**Selected passage**.

* * * * * * * * *

[lbo-talk] 15% of the Population, 2 Hours per Weekend (was Development of Political Underdevelopment)

Doug Henwood dhenwood at panix.com
Mon Mar 26 15:21:27 PDT 2007


On Mar 26, 2007, at 5:54 PM, Miles Jackson wrote:


> Nicely caught, John! We've got relatively few academic superstars at
> the private universities in the six digits, and we've got a
> multitude of
> adjunct faculty making $27,000 per year (annualized load). The
> mean is
> a pointless statistic here.

I doubt it overstates matters by all that much. For the education jobs that the BLS does report median and mean for, the skew isn't all that huge <http://www.bls.gov/oes/current/oes_nat.htm#b25-0000>.

And here's another BLS source (they do several surveys of employment and earnings, and I missed this one on first search <http:// www.bls.gov/oco/ocos066.htm#earnings>:


> Median annual earnings of all postsecondary teachers in May 2004
> were $51,800. The middle 50 percent earned between $36,590 and
> $72,490. The lowest 10 percent earned less than $25,460, and the
> highest 10 percent earned more than $99,980.

* * * * * * * * *

**Given exercise 1**. Recast the paragraph of the post beginning "Median annual earnings of all postsecondary teachers" as a bulleted list that keeps its figures.
**Given exercise 2**. Repeat every line of the rows, including the request, with each bounding-box coordinate in the answers scaled by 2.25 and rounded to a whole number, halves rounding up.
The post and the rows below it come from unrelated sources.

* * * * * * * * *

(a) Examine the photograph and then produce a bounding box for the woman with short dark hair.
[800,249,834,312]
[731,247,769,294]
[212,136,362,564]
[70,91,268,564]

* * * * * * * * *

**Problem solution 1**.
- Median annual earnings of all postsecondary teachers, May 2004: $51,800
- Middle 50 percent: between $36,590 and $72,490
- Lowest 10 percent: less than $25,460
- Highest 10 percent: more than $99,980

**Problem solution 2**.
(a) Examine the photograph and then produce a bounding box for the woman with short dark hair.
[1800,560,1877,702]
[1645,556,1730,662]
[477,306,815,1269]
[158,205,603,1269]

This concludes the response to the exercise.